*Extrait du texte*
:::::
Il faut rappeler le profil du pape défunt. Ses prises de position ont illustré une sensibilité caractéristique du Sud global avec une attitude de méfiance vis-à-vis de l’Europe et de l’Occident. Il a voulu réorienter l’Église dans un sens Nord-Sud. Il a nommé ainsi un grand nombre de cardinaux des continents africain et latino-américain et a effectué de nombreux voyages vers les «périphéries» de l’Église, en évitant le plus possible la vieille Europe. Les anciens bastions catholiques d’Irlande et d’Autriche n’ont plus de cardinaux, pas plus d’ailleurs que Paris, Londres, Cracovie, Milan ou Venise. Il était soucieux d’entretenir une «religiosité populaire». Son cœur de cible était l’Église qu’il considérait comme la plus vivante: celle des grands nombres, notamment en Afrique.
:::::
*Jeu de données*
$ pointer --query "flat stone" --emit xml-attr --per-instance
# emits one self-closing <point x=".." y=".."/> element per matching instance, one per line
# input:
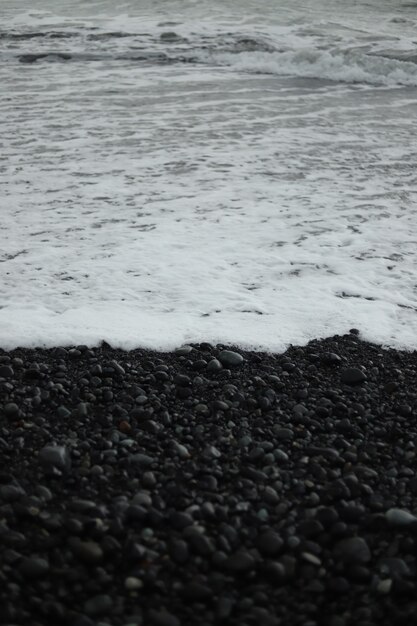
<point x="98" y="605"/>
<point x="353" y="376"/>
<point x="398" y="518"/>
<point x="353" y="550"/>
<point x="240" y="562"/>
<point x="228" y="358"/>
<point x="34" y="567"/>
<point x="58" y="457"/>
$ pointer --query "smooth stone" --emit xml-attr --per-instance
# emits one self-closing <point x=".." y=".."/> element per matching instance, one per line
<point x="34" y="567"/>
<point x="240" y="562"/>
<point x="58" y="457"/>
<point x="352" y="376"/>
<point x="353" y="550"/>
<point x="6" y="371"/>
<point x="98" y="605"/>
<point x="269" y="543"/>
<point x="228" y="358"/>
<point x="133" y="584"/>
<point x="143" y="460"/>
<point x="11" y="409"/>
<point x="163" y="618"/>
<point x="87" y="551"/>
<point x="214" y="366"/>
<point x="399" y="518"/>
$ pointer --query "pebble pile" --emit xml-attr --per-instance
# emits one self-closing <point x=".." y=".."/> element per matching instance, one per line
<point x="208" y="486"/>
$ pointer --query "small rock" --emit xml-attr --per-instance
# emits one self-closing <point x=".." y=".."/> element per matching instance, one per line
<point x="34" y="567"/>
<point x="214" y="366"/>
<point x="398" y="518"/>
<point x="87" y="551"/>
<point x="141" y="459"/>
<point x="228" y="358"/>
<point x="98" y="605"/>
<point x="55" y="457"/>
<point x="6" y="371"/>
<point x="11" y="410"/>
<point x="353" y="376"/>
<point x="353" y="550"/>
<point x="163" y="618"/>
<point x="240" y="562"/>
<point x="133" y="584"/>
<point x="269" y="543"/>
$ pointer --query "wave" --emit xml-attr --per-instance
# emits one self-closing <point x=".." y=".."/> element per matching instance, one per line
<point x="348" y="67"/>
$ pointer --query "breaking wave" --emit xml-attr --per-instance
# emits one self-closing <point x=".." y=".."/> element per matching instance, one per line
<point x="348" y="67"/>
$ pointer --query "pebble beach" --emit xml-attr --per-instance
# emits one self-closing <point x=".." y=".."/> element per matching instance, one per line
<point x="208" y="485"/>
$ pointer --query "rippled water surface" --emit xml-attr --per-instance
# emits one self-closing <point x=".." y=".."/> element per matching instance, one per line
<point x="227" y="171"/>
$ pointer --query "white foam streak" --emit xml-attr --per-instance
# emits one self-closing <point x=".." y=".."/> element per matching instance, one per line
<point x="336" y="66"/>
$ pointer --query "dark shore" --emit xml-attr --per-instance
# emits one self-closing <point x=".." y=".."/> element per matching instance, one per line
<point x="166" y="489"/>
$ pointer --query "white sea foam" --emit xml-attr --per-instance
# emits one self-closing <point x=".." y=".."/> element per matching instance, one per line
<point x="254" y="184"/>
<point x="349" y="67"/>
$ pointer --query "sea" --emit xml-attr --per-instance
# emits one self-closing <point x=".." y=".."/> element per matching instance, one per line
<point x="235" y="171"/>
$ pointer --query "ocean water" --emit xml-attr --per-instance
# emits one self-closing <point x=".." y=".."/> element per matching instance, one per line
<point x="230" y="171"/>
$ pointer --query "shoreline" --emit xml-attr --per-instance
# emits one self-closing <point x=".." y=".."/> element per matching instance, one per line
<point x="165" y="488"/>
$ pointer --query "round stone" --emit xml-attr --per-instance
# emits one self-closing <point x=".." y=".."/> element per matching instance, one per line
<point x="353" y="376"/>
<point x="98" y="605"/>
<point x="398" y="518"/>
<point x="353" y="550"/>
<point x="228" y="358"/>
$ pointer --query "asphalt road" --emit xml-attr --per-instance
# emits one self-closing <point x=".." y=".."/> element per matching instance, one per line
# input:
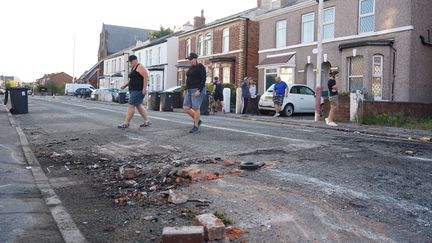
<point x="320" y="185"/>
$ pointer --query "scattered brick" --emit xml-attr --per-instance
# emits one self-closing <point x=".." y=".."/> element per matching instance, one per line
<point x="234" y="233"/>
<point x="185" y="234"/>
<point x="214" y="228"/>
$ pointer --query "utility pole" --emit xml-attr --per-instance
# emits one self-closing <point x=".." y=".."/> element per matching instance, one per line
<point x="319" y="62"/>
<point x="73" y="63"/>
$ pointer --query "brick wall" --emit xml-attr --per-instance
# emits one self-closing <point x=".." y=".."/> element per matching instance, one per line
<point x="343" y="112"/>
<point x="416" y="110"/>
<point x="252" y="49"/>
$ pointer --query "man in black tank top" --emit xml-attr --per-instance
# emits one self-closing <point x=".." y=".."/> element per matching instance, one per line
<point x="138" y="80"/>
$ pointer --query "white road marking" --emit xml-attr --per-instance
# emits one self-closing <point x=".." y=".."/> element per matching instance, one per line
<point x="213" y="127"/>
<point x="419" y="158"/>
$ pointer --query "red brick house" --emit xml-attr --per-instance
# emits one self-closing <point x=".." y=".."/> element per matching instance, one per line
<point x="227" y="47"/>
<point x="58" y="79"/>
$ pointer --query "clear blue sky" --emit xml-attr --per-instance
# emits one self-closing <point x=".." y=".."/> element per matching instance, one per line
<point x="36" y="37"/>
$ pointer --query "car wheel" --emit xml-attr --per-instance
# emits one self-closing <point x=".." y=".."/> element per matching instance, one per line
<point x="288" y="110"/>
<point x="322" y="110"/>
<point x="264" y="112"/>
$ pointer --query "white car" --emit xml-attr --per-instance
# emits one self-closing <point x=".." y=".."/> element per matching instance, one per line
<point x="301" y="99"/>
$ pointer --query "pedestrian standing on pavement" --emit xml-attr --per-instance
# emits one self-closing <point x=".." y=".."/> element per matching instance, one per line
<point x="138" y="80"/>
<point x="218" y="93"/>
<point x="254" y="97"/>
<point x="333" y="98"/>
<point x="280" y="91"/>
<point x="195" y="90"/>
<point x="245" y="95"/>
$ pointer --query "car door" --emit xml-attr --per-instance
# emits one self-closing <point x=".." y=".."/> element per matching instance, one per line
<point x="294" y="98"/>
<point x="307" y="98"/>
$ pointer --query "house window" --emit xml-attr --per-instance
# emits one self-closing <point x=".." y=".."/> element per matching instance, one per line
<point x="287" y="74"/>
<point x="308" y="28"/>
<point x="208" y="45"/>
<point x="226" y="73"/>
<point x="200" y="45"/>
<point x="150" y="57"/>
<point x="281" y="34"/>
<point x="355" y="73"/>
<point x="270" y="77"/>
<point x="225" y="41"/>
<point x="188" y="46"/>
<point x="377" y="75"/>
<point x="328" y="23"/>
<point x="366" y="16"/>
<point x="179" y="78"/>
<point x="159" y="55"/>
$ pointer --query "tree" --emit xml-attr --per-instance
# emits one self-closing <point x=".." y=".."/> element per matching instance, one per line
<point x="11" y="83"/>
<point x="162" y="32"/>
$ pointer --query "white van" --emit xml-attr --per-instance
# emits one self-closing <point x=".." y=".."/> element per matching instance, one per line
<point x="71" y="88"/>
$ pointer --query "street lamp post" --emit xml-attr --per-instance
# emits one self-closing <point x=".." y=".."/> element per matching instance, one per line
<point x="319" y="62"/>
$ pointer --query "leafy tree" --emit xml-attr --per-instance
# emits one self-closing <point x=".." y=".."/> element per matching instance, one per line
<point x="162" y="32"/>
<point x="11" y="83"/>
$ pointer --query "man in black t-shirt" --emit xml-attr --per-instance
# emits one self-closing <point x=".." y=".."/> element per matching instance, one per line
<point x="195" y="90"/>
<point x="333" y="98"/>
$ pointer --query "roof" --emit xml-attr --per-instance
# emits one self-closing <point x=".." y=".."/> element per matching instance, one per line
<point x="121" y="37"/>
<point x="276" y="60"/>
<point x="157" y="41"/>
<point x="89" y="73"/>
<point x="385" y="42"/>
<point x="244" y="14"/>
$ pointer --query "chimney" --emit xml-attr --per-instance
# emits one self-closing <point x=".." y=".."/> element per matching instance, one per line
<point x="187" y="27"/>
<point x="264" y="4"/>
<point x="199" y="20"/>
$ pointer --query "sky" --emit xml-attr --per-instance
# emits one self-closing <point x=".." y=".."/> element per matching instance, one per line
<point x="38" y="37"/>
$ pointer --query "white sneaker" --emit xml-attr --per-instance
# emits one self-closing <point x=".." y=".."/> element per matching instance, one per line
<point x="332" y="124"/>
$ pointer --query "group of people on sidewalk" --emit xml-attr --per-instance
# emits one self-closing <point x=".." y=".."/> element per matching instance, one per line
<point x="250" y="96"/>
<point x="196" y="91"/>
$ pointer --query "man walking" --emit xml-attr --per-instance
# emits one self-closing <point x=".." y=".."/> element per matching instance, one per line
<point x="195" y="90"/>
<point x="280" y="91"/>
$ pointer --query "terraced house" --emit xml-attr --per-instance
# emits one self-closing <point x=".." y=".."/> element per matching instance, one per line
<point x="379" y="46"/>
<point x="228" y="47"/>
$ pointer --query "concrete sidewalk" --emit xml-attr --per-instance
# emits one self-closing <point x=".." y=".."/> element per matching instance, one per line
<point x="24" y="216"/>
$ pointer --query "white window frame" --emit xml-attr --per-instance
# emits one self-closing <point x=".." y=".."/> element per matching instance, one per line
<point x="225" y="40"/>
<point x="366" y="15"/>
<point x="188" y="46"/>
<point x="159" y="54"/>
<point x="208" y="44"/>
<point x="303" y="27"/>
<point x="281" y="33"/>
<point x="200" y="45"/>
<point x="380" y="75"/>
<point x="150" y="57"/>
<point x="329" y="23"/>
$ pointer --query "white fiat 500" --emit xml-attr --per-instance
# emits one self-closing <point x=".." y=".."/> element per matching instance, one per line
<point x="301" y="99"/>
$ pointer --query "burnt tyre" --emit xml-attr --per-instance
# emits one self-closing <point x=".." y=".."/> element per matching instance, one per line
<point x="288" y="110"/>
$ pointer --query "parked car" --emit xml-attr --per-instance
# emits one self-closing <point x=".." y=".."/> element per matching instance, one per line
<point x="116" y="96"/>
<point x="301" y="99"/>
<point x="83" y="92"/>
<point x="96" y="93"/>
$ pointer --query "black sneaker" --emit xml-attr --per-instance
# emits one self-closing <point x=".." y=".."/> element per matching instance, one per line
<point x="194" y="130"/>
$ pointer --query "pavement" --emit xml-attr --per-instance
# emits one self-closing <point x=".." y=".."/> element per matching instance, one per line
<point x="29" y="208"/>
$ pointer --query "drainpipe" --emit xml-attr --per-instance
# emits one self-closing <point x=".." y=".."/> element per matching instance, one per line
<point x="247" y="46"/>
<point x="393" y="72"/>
:::::
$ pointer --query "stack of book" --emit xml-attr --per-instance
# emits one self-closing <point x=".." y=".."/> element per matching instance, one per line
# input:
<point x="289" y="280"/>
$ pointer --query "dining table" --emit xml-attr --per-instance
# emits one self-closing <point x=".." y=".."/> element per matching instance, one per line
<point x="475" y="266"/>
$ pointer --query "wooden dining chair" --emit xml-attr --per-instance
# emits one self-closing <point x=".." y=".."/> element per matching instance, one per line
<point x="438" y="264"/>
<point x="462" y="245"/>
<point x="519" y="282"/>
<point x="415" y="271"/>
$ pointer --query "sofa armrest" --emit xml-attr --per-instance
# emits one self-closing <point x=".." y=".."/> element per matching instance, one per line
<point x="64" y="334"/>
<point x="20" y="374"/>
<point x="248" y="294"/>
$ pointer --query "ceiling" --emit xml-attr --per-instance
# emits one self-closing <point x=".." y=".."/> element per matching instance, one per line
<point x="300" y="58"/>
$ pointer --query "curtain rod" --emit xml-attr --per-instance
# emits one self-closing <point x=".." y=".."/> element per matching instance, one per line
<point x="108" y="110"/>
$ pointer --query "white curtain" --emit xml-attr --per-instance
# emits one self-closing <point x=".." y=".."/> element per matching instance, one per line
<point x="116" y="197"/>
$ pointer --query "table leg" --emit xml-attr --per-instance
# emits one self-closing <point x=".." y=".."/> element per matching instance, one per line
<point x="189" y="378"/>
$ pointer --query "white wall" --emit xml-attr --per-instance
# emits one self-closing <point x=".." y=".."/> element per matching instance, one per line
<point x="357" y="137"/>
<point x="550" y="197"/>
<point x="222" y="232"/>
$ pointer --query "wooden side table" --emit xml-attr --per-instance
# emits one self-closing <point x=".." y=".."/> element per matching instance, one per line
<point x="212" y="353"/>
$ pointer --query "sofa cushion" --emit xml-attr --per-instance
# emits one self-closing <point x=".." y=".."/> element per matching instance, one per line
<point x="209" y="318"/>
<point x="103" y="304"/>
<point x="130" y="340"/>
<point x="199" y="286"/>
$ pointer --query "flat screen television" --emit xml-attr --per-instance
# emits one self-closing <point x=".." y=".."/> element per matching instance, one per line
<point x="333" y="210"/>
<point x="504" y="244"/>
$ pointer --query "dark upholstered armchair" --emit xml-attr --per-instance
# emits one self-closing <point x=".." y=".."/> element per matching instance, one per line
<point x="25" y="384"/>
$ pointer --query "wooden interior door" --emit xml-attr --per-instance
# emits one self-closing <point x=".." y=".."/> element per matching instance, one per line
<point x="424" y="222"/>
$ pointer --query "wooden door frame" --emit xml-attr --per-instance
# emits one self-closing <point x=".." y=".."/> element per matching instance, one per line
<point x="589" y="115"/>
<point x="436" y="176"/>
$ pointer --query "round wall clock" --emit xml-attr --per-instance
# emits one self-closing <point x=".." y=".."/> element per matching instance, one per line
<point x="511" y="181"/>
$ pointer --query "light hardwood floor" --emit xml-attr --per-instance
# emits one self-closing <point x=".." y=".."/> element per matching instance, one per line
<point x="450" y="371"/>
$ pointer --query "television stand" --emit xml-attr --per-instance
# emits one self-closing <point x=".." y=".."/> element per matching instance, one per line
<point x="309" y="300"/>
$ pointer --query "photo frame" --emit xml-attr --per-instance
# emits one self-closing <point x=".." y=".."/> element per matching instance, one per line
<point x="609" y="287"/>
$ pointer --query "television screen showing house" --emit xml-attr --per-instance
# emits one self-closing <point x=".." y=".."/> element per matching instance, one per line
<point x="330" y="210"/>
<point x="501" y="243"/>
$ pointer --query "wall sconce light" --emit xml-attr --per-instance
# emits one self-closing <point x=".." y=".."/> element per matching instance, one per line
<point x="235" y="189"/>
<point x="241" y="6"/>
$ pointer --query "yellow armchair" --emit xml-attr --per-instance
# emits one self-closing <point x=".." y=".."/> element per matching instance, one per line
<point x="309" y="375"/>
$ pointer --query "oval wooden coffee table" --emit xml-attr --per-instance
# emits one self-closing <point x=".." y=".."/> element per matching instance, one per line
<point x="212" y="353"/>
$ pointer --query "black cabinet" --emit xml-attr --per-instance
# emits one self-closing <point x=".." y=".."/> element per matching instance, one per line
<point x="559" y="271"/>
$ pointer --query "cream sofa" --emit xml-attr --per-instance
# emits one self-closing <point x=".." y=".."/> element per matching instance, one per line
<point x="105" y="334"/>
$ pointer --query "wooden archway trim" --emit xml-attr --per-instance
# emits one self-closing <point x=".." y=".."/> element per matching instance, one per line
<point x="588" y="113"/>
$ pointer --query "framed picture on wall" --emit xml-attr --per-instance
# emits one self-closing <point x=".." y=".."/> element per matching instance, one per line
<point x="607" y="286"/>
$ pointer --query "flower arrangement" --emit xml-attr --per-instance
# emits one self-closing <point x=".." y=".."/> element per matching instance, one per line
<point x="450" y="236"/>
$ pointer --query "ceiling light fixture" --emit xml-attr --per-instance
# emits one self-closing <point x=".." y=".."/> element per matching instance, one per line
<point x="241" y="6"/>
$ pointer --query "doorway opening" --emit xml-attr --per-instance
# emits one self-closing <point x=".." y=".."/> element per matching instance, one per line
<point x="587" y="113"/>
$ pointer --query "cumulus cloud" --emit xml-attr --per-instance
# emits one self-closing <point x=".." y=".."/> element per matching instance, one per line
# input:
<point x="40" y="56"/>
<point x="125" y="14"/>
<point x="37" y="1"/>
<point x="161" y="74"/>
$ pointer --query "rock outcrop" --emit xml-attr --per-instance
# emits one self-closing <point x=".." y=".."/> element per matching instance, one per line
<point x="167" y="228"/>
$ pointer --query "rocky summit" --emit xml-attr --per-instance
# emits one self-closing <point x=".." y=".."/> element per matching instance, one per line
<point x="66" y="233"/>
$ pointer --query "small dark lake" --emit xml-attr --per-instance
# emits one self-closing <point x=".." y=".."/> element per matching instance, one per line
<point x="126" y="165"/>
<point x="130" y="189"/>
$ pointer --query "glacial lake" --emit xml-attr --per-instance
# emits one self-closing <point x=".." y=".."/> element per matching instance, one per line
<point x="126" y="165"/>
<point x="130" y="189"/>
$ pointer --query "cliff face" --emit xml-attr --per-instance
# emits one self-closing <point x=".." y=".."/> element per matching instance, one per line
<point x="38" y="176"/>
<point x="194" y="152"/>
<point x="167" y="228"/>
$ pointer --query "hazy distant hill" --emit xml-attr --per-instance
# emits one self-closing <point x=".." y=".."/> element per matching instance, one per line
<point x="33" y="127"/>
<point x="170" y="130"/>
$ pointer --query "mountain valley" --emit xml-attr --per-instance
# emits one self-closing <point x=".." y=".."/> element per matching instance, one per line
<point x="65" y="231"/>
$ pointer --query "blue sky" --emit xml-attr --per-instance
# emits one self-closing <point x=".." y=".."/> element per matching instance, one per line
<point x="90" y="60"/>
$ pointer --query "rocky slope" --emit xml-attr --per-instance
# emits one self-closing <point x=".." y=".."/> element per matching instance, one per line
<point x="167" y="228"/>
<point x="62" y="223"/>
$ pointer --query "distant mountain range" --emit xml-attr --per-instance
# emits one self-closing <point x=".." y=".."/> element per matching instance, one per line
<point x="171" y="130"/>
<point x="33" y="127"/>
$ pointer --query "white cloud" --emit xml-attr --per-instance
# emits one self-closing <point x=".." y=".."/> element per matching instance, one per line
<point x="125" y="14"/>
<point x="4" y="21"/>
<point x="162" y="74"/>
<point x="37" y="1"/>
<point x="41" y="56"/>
:::::
*Exercice*
Pouvez-vous extraire mot pour mot l'intégralité du texte sur le pape défunt ? Les entrées n'interviennent en rien ici.

*Réponse ci-dessous*
Il faut rappeler le profil du pape défunt. Ses prises de position ont illustré une sensibilité caractéristique du Sud global avec une attitude de méfiance vis-à-vis de l’Europe et de l’Occident. Il a voulu réorienter l’Église dans un sens Nord-Sud. Il a nommé ainsi un grand nombre de cardinaux des continents africain et latino-américain et a effectué de nombreux voyages vers les «périphéries» de l’Église, en évitant le plus possible la vieille Europe. Les anciens bastions catholiques d’Irlande et d’Autriche n’ont plus de cardinaux, pas plus d’ailleurs que Paris, Londres, Cracovie, Milan ou Venise. Il était soucieux d’entretenir une «religiosité populaire». Son cœur de cible était l’Église qu’il considérait comme la plus vivante: celle des grands nombres, notamment en Afrique.